:: Extracted material
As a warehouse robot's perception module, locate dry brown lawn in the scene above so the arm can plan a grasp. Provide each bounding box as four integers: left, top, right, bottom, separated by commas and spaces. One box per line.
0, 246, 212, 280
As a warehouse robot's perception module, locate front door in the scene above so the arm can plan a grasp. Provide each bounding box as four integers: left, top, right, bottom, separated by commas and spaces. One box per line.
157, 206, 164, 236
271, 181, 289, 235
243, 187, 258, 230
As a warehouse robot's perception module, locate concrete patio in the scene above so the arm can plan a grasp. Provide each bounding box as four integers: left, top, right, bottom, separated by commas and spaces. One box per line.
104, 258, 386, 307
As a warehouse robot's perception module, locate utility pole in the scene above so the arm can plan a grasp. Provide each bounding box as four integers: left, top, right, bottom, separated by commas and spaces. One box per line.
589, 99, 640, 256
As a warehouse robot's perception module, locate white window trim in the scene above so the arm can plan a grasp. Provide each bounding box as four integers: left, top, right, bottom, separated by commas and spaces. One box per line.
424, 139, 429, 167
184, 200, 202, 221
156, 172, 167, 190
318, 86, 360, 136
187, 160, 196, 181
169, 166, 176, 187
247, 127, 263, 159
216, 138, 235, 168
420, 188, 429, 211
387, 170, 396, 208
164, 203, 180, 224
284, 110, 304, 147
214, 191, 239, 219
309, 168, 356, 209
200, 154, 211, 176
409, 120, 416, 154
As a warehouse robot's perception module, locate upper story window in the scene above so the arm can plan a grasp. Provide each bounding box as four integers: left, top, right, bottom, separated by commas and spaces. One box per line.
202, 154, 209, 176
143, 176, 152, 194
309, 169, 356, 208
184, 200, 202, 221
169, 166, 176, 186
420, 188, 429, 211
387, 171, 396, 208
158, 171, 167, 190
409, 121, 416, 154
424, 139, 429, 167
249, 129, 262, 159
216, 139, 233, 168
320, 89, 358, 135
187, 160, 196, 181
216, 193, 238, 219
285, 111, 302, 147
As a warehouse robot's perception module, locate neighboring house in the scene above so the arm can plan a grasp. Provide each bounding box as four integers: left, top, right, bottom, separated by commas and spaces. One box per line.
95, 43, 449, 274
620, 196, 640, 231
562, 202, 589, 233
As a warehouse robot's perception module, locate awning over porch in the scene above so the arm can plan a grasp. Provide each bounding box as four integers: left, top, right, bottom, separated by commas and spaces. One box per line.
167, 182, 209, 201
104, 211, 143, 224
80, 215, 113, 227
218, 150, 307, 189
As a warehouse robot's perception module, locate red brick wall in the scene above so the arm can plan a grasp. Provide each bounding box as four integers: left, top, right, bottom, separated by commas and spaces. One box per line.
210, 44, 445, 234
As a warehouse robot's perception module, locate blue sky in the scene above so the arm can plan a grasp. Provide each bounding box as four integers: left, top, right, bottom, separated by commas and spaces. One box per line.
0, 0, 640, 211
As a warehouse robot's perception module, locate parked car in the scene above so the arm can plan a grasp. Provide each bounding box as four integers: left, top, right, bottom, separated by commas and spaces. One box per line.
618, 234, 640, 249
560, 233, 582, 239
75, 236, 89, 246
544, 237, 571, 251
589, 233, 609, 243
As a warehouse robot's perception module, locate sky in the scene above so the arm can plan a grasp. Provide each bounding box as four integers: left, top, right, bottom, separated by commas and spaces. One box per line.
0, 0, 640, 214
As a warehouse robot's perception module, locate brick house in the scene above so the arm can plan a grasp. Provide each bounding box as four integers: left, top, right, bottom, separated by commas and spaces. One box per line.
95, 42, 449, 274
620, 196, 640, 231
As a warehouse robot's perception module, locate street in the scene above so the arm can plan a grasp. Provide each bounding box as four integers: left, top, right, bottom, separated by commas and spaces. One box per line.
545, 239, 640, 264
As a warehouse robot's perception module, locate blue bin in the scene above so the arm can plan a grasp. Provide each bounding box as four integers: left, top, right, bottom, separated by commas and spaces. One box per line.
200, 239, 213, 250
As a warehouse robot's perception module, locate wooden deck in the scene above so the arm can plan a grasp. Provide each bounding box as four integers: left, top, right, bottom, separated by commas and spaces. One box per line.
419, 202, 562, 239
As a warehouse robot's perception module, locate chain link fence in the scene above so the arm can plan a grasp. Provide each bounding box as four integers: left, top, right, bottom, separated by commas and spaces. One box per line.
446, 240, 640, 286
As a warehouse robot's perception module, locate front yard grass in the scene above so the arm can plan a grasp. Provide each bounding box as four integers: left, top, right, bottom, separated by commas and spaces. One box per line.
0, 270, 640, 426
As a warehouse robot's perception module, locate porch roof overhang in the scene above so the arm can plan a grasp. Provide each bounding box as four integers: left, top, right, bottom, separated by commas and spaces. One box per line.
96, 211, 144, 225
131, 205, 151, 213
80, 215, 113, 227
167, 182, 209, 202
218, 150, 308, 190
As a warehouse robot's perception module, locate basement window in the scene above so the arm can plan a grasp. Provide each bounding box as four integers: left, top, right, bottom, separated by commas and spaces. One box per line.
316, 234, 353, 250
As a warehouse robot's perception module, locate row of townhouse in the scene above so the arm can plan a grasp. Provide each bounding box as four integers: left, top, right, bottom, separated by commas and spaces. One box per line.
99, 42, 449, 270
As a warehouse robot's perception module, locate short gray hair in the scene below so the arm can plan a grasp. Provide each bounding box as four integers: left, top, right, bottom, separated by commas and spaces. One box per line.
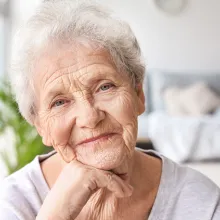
10, 0, 145, 124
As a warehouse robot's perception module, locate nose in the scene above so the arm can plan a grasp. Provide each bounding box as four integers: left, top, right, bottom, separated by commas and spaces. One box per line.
76, 102, 105, 128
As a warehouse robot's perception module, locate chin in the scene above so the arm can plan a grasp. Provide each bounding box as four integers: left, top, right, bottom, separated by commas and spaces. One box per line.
77, 137, 129, 170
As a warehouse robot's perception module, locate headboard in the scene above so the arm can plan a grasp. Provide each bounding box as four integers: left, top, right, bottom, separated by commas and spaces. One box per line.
145, 70, 220, 114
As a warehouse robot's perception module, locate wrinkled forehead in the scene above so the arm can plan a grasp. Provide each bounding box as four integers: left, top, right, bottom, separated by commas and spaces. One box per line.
33, 46, 117, 92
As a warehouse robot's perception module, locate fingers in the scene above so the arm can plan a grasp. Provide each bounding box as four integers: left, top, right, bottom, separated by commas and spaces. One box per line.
70, 160, 133, 198
84, 170, 133, 198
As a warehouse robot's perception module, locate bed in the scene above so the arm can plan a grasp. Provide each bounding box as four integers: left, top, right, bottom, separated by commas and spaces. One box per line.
138, 70, 220, 185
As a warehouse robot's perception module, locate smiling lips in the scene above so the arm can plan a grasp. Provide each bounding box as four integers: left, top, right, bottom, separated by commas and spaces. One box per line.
76, 133, 116, 146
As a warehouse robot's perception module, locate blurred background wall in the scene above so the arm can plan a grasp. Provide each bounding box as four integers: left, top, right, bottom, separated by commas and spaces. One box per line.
0, 0, 220, 180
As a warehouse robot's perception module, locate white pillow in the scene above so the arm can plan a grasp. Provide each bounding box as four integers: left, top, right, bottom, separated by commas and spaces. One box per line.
164, 82, 220, 116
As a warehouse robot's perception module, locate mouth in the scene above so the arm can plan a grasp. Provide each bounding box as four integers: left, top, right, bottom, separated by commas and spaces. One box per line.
76, 133, 116, 146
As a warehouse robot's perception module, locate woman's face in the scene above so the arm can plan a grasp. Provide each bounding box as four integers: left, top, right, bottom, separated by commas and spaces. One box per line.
34, 46, 144, 170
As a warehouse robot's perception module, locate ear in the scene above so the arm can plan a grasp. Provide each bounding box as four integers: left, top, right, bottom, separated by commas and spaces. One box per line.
136, 83, 145, 115
33, 116, 52, 147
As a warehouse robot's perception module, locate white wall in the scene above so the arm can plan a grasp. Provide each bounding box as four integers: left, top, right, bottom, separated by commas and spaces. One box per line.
10, 0, 220, 71
0, 0, 220, 179
101, 0, 220, 71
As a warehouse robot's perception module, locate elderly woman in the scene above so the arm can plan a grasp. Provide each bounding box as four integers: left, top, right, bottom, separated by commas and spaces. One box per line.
0, 0, 220, 220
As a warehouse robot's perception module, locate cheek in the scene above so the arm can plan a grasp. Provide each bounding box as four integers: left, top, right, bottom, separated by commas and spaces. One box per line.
100, 91, 138, 151
42, 111, 72, 148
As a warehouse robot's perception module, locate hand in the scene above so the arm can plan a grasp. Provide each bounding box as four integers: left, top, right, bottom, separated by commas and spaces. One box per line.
36, 160, 133, 220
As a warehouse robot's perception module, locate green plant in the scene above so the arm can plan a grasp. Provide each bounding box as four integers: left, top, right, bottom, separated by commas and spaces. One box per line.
0, 80, 48, 174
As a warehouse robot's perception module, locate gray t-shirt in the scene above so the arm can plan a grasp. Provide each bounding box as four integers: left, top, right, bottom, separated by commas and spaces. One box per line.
0, 149, 220, 220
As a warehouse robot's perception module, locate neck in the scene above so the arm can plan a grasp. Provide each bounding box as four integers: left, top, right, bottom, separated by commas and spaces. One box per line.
41, 151, 161, 220
77, 151, 161, 220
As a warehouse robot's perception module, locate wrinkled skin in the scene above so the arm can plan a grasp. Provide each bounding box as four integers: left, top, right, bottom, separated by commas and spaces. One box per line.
34, 43, 156, 220
35, 44, 144, 170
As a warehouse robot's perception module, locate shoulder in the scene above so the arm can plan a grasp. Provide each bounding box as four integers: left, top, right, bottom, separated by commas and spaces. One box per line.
0, 158, 48, 219
143, 151, 220, 220
165, 156, 220, 220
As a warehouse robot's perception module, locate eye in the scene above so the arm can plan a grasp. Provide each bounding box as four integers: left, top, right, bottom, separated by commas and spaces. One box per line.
99, 83, 114, 91
52, 99, 67, 108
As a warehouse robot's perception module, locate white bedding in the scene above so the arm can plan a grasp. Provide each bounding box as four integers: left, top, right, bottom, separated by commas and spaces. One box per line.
146, 111, 220, 162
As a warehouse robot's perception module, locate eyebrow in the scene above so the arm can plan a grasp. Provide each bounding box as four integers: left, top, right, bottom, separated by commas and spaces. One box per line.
43, 71, 116, 103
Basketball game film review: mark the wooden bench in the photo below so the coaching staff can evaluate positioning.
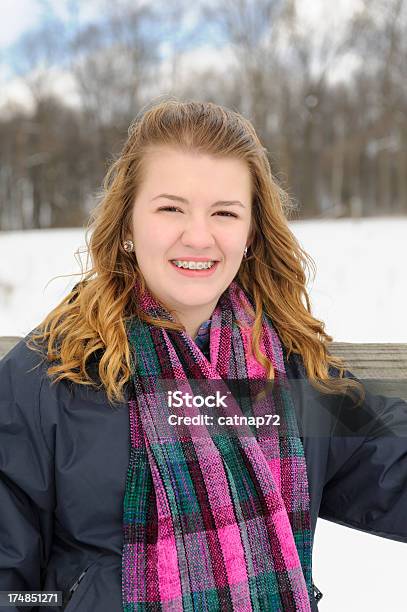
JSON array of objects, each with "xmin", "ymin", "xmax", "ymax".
[{"xmin": 0, "ymin": 336, "xmax": 407, "ymax": 401}]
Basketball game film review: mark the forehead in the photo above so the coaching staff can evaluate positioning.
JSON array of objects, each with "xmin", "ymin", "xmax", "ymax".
[{"xmin": 143, "ymin": 147, "xmax": 251, "ymax": 193}]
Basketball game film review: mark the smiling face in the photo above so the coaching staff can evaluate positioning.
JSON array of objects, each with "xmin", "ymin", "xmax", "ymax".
[{"xmin": 129, "ymin": 147, "xmax": 252, "ymax": 337}]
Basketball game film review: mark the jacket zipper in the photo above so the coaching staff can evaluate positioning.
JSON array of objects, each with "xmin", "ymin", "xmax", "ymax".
[
  {"xmin": 62, "ymin": 567, "xmax": 89, "ymax": 610},
  {"xmin": 312, "ymin": 582, "xmax": 324, "ymax": 602}
]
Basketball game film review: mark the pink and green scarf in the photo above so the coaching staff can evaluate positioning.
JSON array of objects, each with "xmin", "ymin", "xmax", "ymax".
[{"xmin": 122, "ymin": 281, "xmax": 312, "ymax": 612}]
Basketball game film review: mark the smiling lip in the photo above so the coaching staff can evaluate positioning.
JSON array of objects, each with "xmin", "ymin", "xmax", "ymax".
[
  {"xmin": 170, "ymin": 257, "xmax": 219, "ymax": 261},
  {"xmin": 170, "ymin": 258, "xmax": 219, "ymax": 278}
]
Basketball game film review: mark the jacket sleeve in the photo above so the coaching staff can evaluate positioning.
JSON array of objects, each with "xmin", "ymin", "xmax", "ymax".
[
  {"xmin": 319, "ymin": 371, "xmax": 407, "ymax": 542},
  {"xmin": 0, "ymin": 340, "xmax": 55, "ymax": 592}
]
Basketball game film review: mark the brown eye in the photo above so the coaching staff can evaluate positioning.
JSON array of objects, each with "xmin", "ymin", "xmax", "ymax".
[{"xmin": 216, "ymin": 210, "xmax": 237, "ymax": 218}]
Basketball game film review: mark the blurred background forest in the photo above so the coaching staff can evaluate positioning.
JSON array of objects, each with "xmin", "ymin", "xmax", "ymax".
[{"xmin": 0, "ymin": 0, "xmax": 407, "ymax": 230}]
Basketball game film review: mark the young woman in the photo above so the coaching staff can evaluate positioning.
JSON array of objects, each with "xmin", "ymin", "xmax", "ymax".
[{"xmin": 0, "ymin": 100, "xmax": 407, "ymax": 612}]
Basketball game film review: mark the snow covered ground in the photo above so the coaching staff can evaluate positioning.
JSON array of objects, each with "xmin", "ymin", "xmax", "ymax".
[
  {"xmin": 0, "ymin": 218, "xmax": 407, "ymax": 612},
  {"xmin": 0, "ymin": 218, "xmax": 407, "ymax": 342}
]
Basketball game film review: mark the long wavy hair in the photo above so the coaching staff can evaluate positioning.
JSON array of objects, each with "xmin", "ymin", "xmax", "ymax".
[{"xmin": 28, "ymin": 98, "xmax": 364, "ymax": 402}]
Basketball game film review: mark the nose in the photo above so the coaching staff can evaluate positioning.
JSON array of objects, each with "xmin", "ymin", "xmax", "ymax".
[{"xmin": 181, "ymin": 215, "xmax": 215, "ymax": 249}]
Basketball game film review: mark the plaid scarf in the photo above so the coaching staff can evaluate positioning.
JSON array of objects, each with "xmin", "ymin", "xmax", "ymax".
[{"xmin": 122, "ymin": 281, "xmax": 312, "ymax": 612}]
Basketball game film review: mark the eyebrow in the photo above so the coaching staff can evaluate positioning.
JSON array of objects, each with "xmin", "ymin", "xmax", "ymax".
[{"xmin": 151, "ymin": 193, "xmax": 245, "ymax": 208}]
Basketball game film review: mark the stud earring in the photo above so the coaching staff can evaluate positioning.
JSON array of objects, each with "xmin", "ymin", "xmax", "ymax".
[{"xmin": 123, "ymin": 240, "xmax": 134, "ymax": 253}]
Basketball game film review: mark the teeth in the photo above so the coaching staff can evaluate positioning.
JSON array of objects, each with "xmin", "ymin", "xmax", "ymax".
[{"xmin": 173, "ymin": 260, "xmax": 215, "ymax": 270}]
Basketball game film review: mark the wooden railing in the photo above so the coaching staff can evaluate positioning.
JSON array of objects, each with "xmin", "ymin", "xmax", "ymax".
[{"xmin": 0, "ymin": 336, "xmax": 407, "ymax": 401}]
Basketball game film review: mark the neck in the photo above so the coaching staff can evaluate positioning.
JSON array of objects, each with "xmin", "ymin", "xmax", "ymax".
[{"xmin": 177, "ymin": 308, "xmax": 213, "ymax": 340}]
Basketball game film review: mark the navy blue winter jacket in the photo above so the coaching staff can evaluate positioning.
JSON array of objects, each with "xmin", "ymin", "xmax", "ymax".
[{"xmin": 0, "ymin": 340, "xmax": 407, "ymax": 612}]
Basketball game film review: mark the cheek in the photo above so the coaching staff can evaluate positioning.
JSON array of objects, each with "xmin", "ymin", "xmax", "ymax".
[{"xmin": 133, "ymin": 215, "xmax": 171, "ymax": 244}]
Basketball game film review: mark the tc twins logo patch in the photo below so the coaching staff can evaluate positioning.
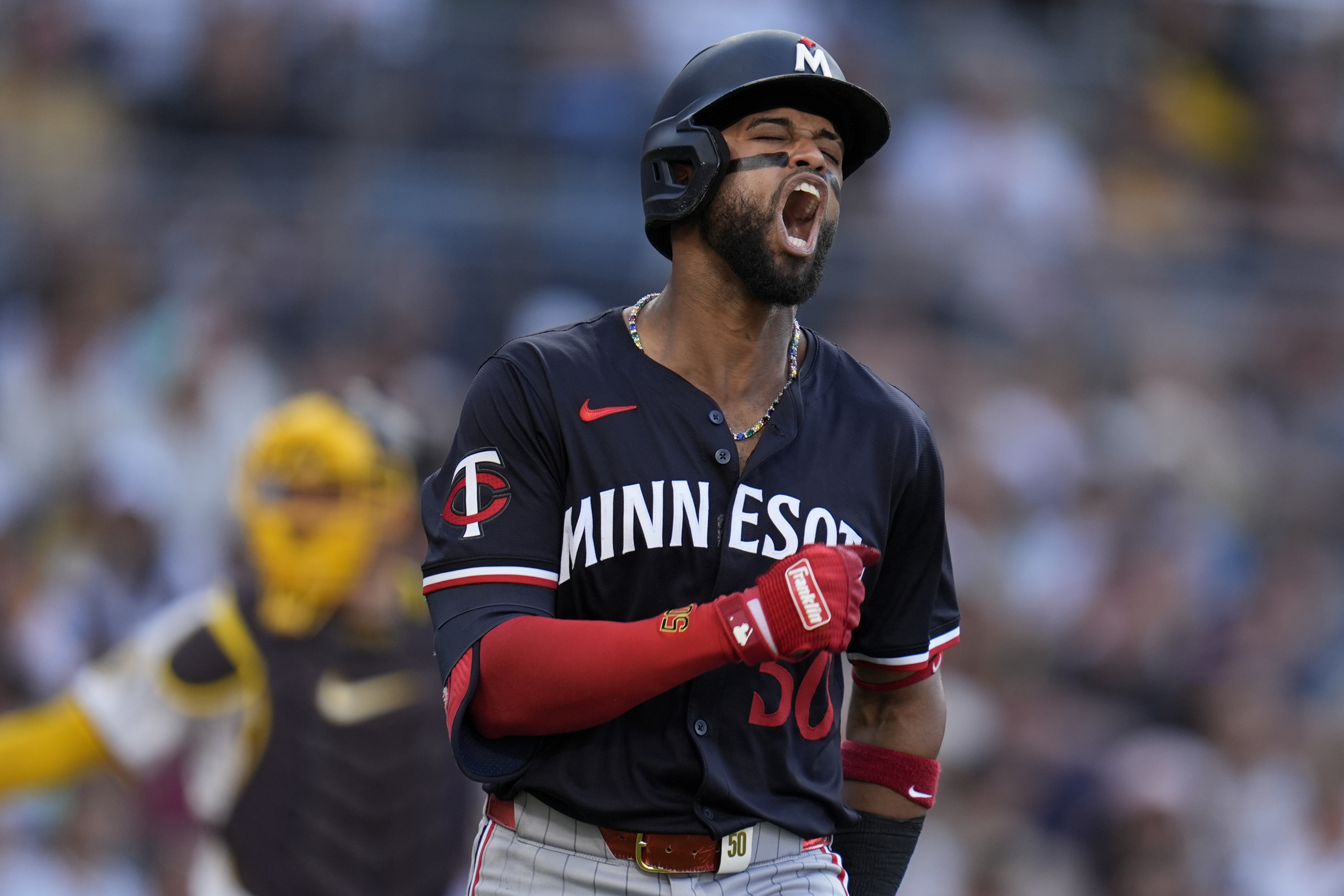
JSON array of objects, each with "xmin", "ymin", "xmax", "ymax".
[{"xmin": 442, "ymin": 449, "xmax": 512, "ymax": 539}]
::::
◆ Exercise directions ◆
Render everything from the start of the records down through the line containing "104, 258, 386, 307" as a Markdown table with the columns Row and Line, giving each line its row number and omitting blank lines.

◆ Result of this exercise ◆
| Row | Line |
|---|---|
| 1 | As a warehouse robot's perception module, locate dry brown lawn in the scene above so the arm can plan a grasp. Provide each bounding box as four integers: left, top, right, bottom, separated by commas and spaces. One box per line. |
| 2 | 0, 246, 212, 280 |
| 3 | As a warehouse robot's perception module, locate front door in the scene above so the arm can plan a grasp. Provide each bounding box as four integers: left, top, right, bottom, separated by commas and spaces. One box per line. |
| 4 | 157, 206, 164, 236 |
| 5 | 271, 181, 289, 235 |
| 6 | 243, 187, 258, 230 |
| 7 | As a warehouse robot's perception module, locate concrete patio in the scene above so the arm can plan a grasp. Provide each bounding box as four integers: left, top, right, bottom, separated by commas and spaces. One box per line. |
| 8 | 104, 258, 386, 307 |